• **The task**:
Copy every one of the following items word for word, with each line in the same order.
BEGIN Recorded data
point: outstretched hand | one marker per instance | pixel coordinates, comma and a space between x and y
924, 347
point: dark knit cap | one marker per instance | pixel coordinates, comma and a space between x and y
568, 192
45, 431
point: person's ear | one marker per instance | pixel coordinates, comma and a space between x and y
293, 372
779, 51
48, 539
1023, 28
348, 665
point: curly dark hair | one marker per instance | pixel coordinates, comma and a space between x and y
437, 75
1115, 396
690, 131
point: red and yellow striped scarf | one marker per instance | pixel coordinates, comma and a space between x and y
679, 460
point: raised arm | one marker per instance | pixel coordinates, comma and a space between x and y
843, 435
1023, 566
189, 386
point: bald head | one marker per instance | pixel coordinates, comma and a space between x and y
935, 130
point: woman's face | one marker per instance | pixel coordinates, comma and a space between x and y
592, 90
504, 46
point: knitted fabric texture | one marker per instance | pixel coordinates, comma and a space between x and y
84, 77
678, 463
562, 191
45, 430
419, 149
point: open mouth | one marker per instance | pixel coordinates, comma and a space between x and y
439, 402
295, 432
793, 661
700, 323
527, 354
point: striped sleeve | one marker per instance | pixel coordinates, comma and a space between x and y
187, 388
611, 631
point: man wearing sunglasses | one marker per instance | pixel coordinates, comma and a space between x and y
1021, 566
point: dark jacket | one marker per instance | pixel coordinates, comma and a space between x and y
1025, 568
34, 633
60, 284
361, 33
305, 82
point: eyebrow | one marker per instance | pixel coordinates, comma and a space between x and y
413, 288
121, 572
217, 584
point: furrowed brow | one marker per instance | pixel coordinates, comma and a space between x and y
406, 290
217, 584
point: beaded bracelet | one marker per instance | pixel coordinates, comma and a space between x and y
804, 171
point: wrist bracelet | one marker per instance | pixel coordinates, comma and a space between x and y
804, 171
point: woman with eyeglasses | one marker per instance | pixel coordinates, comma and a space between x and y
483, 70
END Recorded data
• **Task result**:
point: outstretched hand | one marker per instance | pixel coordinates, comma and a space between x and y
924, 347
point: dark knit cap | one marker per instance | pixel coordinates, comma and a space between x and y
568, 192
45, 431
point: person's ear | one marker per instance | pixel coordinates, comma and a space between x and y
293, 372
779, 51
48, 539
1023, 28
348, 665
point: curly dark hair | one marker per instance | pixel coordinates, comma and a space between x and y
437, 75
1115, 396
690, 131
point: red and yellow striped scarf | one marker per instance | pixel coordinates, comma and a space between x and y
679, 460
point: raised arm | one marker per instance | pixel coordinates, comma and a space between x and y
843, 435
1023, 566
189, 386
point: bald head | one marker per instance | pixel coordinates, comma and a space between x and y
935, 130
point: woman's face | one marker per instance | pixel coordinates, comma and a space between x and y
592, 90
504, 46
point: knitted fabric texture | one marker per instance | pixel coordinates, comma and a space between x and y
84, 77
678, 463
562, 191
45, 430
419, 149
point: open mouth | one marker per instance | pixel coordinates, comma and a space between x and y
439, 402
295, 432
793, 661
700, 323
527, 354
point: striped sleeve | one marker per instance | pixel coordinates, comma and a space between x and y
187, 388
611, 631
point: man wearing sunglasses | one marker per instance | pixel coordinates, comma and a space between x and y
1021, 566
point: dark jacket | one marker per instance | pixel coordinates, comma and a space between x and y
1025, 568
34, 633
60, 284
361, 33
305, 82
point: eyebrow | one marker per instance | pixel coordinates, comma and a space between x and y
413, 288
121, 572
217, 584
point: furrowed brow | one marker per instance | pixel coordinates, comma and a space between x and y
406, 290
217, 584
point: beaded bracelet | one marker per instance | pixel coordinates, comma and a space between x and y
804, 171
point: wrist bracelet | one marker per instance | pixel coordinates, comma and a space between x and y
804, 171
point: woman with eyeglasses | one marker per instance | pixel coordinates, comma and a space between x and y
483, 70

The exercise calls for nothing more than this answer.